◆ **Problem details**
Return all of the entries below word for word, leaving out the pictures.

┌────────

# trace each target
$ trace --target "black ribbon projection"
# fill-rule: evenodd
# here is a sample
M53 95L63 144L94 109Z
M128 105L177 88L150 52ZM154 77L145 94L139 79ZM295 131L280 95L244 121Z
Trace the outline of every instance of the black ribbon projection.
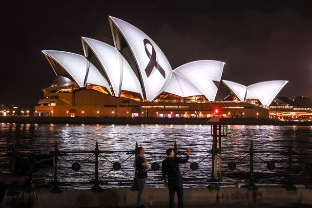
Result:
M159 71L159 72L163 75L164 78L165 78L165 70L162 67L158 64L157 62L156 61L156 51L152 45L150 41L148 40L147 39L144 39L143 40L143 42L144 43L144 46L145 47L145 52L146 53L146 55L148 57L149 59L149 62L148 62L148 64L146 66L145 68L145 72L146 73L146 75L147 77L149 77L150 73L152 73L152 71L153 71L153 69L154 68L154 66L155 66L158 70ZM152 54L151 54L148 50L147 50L147 47L146 47L146 44L149 44L152 46Z

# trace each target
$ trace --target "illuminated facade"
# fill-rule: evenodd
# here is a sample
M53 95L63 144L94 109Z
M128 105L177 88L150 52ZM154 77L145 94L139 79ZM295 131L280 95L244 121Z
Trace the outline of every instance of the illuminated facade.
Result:
M43 89L35 107L38 115L198 118L211 116L217 108L223 117L269 117L268 108L245 102L250 91L265 105L263 84L235 88L225 81L242 102L214 102L223 62L199 60L172 70L146 34L121 20L108 19L114 47L83 37L84 56L42 51L57 77Z

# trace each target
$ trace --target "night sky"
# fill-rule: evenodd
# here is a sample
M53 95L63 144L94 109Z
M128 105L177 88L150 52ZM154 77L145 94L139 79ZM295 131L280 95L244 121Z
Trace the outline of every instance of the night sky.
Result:
M312 1L7 1L0 9L0 104L42 97L56 75L42 50L83 55L82 36L112 44L108 15L146 34L173 69L215 60L226 63L222 79L289 80L278 96L312 97ZM226 95L220 84L216 100Z

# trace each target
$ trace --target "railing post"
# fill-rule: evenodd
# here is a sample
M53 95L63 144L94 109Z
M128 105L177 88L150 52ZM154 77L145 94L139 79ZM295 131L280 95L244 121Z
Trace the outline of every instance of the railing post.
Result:
M218 185L218 184L216 183L217 180L216 180L214 176L214 158L216 154L217 151L215 149L214 144L213 144L213 142L212 148L211 149L211 163L212 164L212 169L211 170L211 178L210 182L213 183L210 184L208 186L208 187L210 190L219 190L219 185Z
M288 154L289 172L288 178L287 179L287 183L286 186L286 188L288 190L296 190L297 188L296 188L296 187L293 185L293 180L291 176L291 163L292 162L291 156L295 154L295 152L292 150L291 146L290 145L288 148L287 154Z
M247 188L248 190L257 190L257 186L254 185L254 178L253 178L253 155L254 154L254 150L253 149L253 145L252 143L250 144L250 146L249 148L249 155L250 155L250 176Z
M98 141L95 143L95 149L94 149L94 155L95 155L95 167L94 171L94 181L93 186L91 188L92 191L102 191L102 188L100 186L99 181L99 145Z
M58 162L60 152L59 151L57 143L55 144L55 149L53 154L54 154L54 163L55 164L54 166L54 179L53 180L53 185L50 189L50 192L51 193L61 193L61 188L59 187L59 181L58 180Z
M134 165L135 164L135 160L136 159L136 156L138 154L138 142L135 143L135 149L134 149ZM131 189L132 190L139 190L139 185L138 184L138 171L137 171L136 167L134 170L134 180L133 180L133 184L131 187Z

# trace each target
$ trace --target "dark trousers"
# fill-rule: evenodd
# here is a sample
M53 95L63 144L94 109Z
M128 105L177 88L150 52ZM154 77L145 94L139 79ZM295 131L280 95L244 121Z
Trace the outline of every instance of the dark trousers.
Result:
M183 208L183 184L180 178L168 178L169 187L169 208L174 208L174 194L178 196L178 207Z

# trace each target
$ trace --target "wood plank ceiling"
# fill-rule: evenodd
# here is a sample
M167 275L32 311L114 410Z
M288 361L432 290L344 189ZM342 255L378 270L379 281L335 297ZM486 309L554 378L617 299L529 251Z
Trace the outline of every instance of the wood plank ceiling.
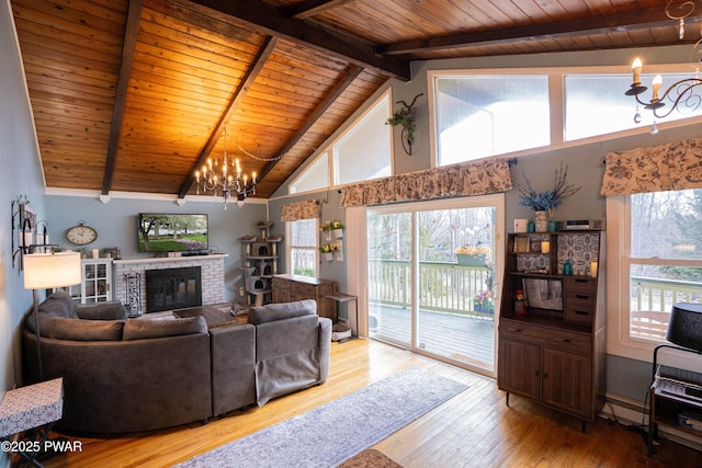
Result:
M679 44L665 5L11 0L47 187L194 194L226 126L264 198L411 60Z

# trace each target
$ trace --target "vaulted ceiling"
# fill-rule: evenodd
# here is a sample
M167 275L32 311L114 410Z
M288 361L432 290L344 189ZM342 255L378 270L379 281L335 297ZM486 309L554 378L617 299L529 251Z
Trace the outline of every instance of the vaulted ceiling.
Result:
M666 3L11 0L47 187L179 197L225 126L269 197L412 60L694 43Z

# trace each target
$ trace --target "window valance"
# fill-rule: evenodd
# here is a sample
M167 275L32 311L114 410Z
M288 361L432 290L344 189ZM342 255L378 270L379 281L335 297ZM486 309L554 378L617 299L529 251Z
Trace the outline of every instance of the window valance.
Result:
M347 185L341 189L341 207L484 195L510 189L508 161L488 159Z
M700 187L702 139L690 139L608 153L600 193L629 195Z
M319 203L316 199L286 203L283 205L281 221L298 221L314 219L319 216Z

└────────

◆ **Solution to this problem**
# trace each target
$ trace --target "black ribbon projection"
# fill-rule: evenodd
# here is a sample
M53 95L63 144L94 109Z
M128 105L177 88L150 52ZM154 77L145 94L139 79ZM295 131L280 95L244 121Z
Trace the outline of every instance of the black ribbon projection.
Result:
M159 71L159 72L163 75L164 78L165 78L165 70L162 67L158 64L157 62L156 61L156 51L152 45L150 41L148 40L147 39L144 39L143 40L143 42L144 43L144 46L145 47L145 52L146 53L146 55L148 57L149 59L149 62L148 62L148 64L146 66L145 68L145 72L146 73L146 75L147 77L149 77L150 73L152 73L152 71L153 71L153 69L154 68L154 66L155 66L158 70ZM152 54L151 54L148 50L147 50L147 47L146 47L146 44L149 44L152 46Z

# trace each target
$ trace --target "illuminated facade"
# fill-rule: evenodd
# here is a sample
M53 95L63 144L94 109Z
M128 105L177 88L150 52ZM154 77L145 94L139 79ZM295 131L280 95L244 121Z
Trace the outline of every instance of the illuminated facade.
Result:
M43 89L35 107L38 115L198 118L211 116L217 108L223 117L269 117L268 108L245 102L250 91L265 105L263 84L235 88L225 81L242 102L214 102L223 62L199 60L172 70L146 34L121 20L108 19L114 47L83 37L84 56L42 51L57 77Z

# trace each target
$ trace --target "night sky"
# fill-rule: evenodd
# here is a sample
M53 95L63 144L94 109Z
M128 105L177 88L150 52ZM154 77L145 94L139 79ZM295 131L280 95L244 121Z
Trace the outline of every instance of the night sky.
Result:
M312 1L7 1L0 9L0 104L42 97L56 75L42 50L83 55L82 36L112 44L108 15L146 34L173 69L215 60L226 63L222 79L289 80L278 96L312 97ZM226 95L220 84L216 100Z

# trace each target
$ trace --target "railing post"
# fill-rule: evenodd
# here is a sample
M53 95L63 144L94 109Z
M128 105L177 88L150 52ZM154 77L145 94L139 79ZM295 131L280 95L244 121Z
Trace the outline of every instance of the railing post.
Result:
M218 185L218 184L216 183L217 180L216 180L214 176L214 158L216 154L217 151L215 149L214 144L213 144L213 142L212 148L211 149L211 163L212 164L212 169L211 170L211 178L210 182L213 183L210 184L208 186L208 187L210 190L219 190L219 185Z
M288 154L289 172L288 178L287 179L287 183L286 186L286 188L288 190L296 190L297 188L296 188L296 187L293 185L293 180L291 176L291 163L292 162L291 156L295 154L295 152L292 150L291 146L290 145L288 148L287 154Z
M247 188L248 190L257 190L257 186L254 185L254 178L253 178L253 155L254 154L254 150L253 149L253 145L252 143L250 144L250 146L249 148L249 155L250 155L250 176Z
M98 141L95 143L95 149L94 149L94 155L95 155L95 167L94 171L94 181L93 186L91 188L92 191L102 191L102 188L100 186L99 181L99 145Z
M58 162L60 152L59 151L57 143L55 144L55 149L53 154L54 154L54 163L55 164L54 166L54 179L53 180L53 185L50 189L50 192L51 193L61 193L61 188L59 187L59 181L58 180Z
M134 165L135 164L135 160L136 159L136 156L138 154L138 142L135 143L135 149L134 149ZM131 189L132 190L139 190L139 185L138 184L138 171L137 171L136 167L134 170L134 180L133 180L133 184L131 187Z

# trace each target
$ trace --target "dark trousers"
# fill-rule: evenodd
# here is a sample
M53 95L63 144L94 109Z
M128 105L177 88L150 52ZM154 77L145 94L139 79ZM295 131L280 95L244 121Z
Trace the outline of every instance of the dark trousers.
Result:
M183 208L183 184L180 178L168 178L169 187L169 208L174 208L174 194L178 196L178 207Z

# trace each target
$ trace --target "wood plank ceiling"
# fill-rule: evenodd
# here is a sample
M167 275L32 311L114 410Z
M288 361L432 290L344 189ZM342 255L378 270L379 281L335 297ZM486 309L554 378L617 299L529 251Z
Trace the outline of every instance of the wood plank ceiling.
Result:
M679 44L665 5L11 0L47 187L194 194L226 126L264 198L411 60Z

# trace each target
$ trace --target "vaulted ceiling"
# fill-rule: evenodd
# here is a sample
M167 275L32 311L114 410Z
M288 361L432 290L344 189ZM342 255L378 270L379 281L335 297ZM486 309L554 378L617 299L529 251Z
Trace the outline of every instance of the vaulted ceiling.
Result:
M666 3L11 0L47 187L179 197L225 126L269 197L412 60L694 43Z

# trace each target
$ trace --target "window valance"
# fill-rule: evenodd
# here is a sample
M167 275L32 311L114 410Z
M288 361L432 290L344 189ZM342 255L378 270L379 281L335 297ZM486 309L554 378L617 299L529 251Z
Trace the outline of every instance of the window valance.
Result:
M347 185L341 189L341 207L484 195L510 189L508 161L488 159Z
M700 187L702 139L690 139L608 153L600 193L629 195Z
M319 203L316 199L286 203L283 205L281 221L298 221L314 219L319 216Z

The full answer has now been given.